» **Directions**
Read through the lines below and copy the ones holding the string "palmate".

── Given records ──

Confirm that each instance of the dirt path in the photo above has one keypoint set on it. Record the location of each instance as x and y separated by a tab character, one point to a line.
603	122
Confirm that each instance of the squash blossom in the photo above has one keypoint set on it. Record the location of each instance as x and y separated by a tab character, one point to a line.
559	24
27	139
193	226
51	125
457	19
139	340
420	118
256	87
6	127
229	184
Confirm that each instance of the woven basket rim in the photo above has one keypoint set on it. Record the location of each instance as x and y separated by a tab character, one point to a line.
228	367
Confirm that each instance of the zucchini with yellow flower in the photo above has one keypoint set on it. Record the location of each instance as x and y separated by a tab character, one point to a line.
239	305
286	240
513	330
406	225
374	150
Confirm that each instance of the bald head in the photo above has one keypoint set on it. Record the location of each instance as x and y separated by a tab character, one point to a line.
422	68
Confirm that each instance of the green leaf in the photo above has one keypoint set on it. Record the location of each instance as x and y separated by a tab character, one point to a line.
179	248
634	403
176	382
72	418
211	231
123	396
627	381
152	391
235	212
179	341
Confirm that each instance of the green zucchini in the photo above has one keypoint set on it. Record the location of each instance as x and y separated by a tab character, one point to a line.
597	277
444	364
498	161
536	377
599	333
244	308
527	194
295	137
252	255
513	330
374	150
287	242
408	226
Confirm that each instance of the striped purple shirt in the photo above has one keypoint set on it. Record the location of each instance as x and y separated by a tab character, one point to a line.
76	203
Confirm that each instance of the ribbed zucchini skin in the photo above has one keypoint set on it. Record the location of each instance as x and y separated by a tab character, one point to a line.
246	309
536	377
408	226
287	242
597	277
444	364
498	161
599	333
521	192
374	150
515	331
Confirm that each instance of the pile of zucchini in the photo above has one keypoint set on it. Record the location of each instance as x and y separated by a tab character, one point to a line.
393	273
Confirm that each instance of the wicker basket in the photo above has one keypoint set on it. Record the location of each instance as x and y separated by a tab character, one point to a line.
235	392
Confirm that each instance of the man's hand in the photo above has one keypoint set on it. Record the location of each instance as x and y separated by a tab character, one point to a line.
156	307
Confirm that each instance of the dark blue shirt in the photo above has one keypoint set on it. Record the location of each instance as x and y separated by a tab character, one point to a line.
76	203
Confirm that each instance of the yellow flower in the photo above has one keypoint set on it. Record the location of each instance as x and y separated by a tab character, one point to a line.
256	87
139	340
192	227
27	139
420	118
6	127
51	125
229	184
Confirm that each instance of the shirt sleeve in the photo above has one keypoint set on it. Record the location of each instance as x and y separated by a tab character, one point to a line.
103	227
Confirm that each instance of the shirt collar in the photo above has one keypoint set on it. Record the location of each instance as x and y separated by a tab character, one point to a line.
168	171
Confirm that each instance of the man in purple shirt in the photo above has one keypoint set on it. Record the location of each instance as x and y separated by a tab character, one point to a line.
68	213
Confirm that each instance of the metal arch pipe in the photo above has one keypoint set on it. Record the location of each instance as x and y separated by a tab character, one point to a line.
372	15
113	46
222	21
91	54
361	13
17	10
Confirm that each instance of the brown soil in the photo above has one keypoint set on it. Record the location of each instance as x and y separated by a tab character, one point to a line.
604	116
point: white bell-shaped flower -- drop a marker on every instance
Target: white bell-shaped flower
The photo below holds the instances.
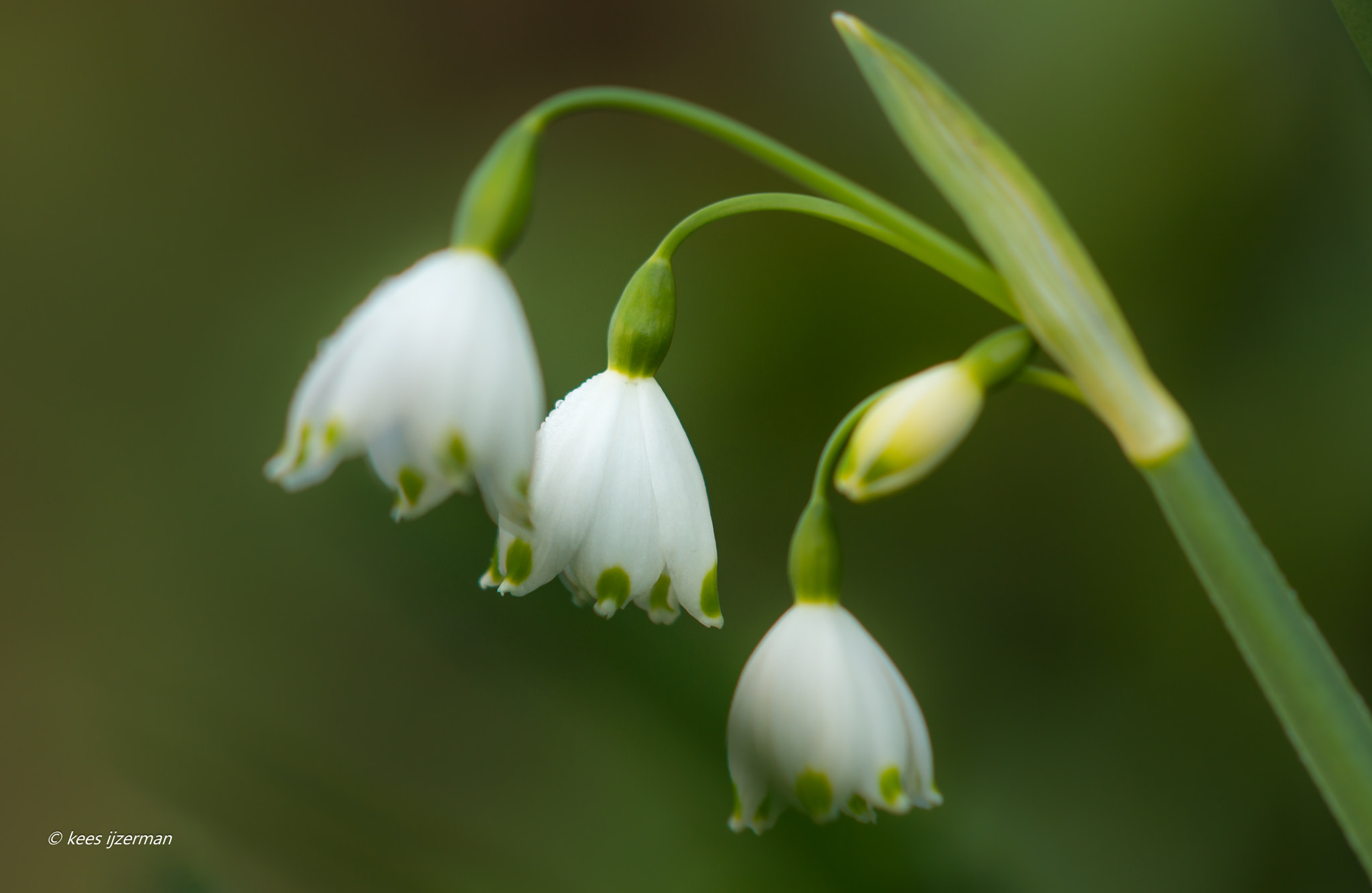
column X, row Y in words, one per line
column 822, row 721
column 437, row 379
column 619, row 506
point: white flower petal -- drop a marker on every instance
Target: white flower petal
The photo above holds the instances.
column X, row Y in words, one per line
column 435, row 376
column 620, row 555
column 683, row 523
column 569, row 460
column 822, row 722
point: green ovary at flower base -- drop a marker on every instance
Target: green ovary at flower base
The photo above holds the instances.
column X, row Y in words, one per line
column 822, row 721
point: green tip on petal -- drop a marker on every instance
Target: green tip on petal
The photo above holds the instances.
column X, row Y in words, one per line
column 458, row 452
column 303, row 453
column 709, row 593
column 519, row 561
column 412, row 484
column 890, row 782
column 815, row 793
column 612, row 586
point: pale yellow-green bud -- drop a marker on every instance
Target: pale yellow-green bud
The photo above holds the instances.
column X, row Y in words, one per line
column 910, row 431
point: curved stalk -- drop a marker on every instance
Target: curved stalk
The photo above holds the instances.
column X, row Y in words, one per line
column 1050, row 381
column 809, row 205
column 835, row 446
column 924, row 242
column 1320, row 709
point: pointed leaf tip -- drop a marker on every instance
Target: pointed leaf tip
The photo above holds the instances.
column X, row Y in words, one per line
column 1054, row 283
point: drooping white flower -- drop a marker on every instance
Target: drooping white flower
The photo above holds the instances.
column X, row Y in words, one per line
column 823, row 722
column 435, row 378
column 908, row 431
column 619, row 506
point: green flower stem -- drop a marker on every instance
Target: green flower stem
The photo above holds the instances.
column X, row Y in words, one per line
column 815, row 563
column 835, row 446
column 1050, row 381
column 1324, row 717
column 792, row 202
column 922, row 241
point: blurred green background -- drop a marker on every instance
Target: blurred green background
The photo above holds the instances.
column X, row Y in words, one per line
column 310, row 697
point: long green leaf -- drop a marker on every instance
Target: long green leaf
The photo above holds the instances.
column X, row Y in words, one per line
column 1052, row 280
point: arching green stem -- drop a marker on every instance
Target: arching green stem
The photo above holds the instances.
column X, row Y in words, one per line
column 921, row 241
column 792, row 202
column 1050, row 381
column 835, row 446
column 815, row 563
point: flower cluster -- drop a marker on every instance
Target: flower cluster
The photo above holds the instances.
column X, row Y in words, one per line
column 437, row 381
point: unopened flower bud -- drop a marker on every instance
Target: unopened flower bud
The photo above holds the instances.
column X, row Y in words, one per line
column 911, row 428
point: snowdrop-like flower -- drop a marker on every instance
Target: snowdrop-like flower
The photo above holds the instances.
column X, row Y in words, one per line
column 435, row 378
column 823, row 722
column 918, row 421
column 619, row 506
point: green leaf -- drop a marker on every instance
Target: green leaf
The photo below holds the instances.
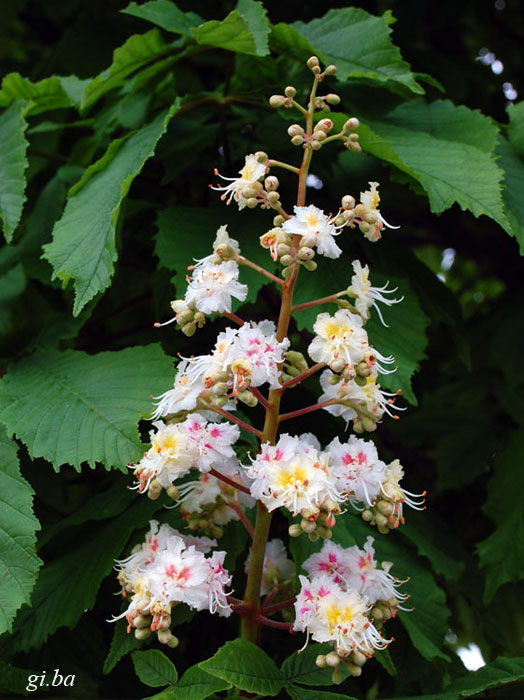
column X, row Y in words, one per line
column 13, row 162
column 84, row 245
column 300, row 666
column 246, row 666
column 68, row 585
column 502, row 555
column 447, row 150
column 513, row 167
column 196, row 684
column 360, row 45
column 405, row 339
column 298, row 693
column 136, row 53
column 501, row 672
column 71, row 407
column 165, row 14
column 154, row 668
column 18, row 561
column 122, row 644
column 186, row 234
column 255, row 14
column 516, row 127
column 52, row 93
column 233, row 33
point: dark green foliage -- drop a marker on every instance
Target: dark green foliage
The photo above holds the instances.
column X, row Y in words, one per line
column 112, row 119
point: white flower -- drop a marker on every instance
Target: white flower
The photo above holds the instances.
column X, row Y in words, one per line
column 212, row 287
column 370, row 199
column 291, row 474
column 252, row 171
column 393, row 492
column 367, row 296
column 367, row 579
column 340, row 340
column 331, row 614
column 356, row 467
column 319, row 229
column 169, row 568
column 277, row 566
column 184, row 394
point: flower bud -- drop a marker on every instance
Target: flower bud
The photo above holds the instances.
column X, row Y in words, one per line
column 332, row 659
column 248, row 398
column 189, row 329
column 306, row 253
column 295, row 530
column 348, row 202
column 271, row 183
column 325, row 125
column 143, row 633
column 351, row 124
column 172, row 492
column 277, row 101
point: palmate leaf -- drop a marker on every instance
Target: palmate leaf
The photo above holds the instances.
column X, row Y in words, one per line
column 13, row 162
column 165, row 14
column 19, row 563
column 71, row 407
column 68, row 585
column 447, row 149
column 247, row 667
column 186, row 234
column 358, row 43
column 137, row 52
column 83, row 246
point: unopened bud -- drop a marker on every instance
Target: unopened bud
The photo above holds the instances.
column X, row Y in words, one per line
column 332, row 659
column 320, row 661
column 271, row 183
column 277, row 101
column 172, row 492
column 295, row 530
column 306, row 253
column 143, row 633
column 351, row 124
column 348, row 202
column 189, row 329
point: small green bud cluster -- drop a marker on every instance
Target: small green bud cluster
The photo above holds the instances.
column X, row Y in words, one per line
column 294, row 364
column 145, row 626
column 317, row 523
column 353, row 662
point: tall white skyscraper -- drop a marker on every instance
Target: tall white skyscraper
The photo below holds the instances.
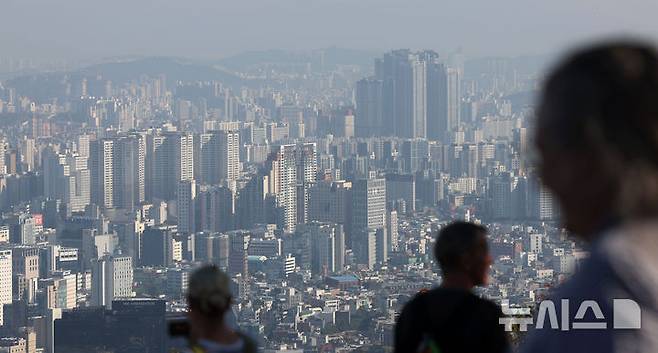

───

» **Exercise result**
point: palmate leaf -- drop a marker on every instance
Target: palmate leaf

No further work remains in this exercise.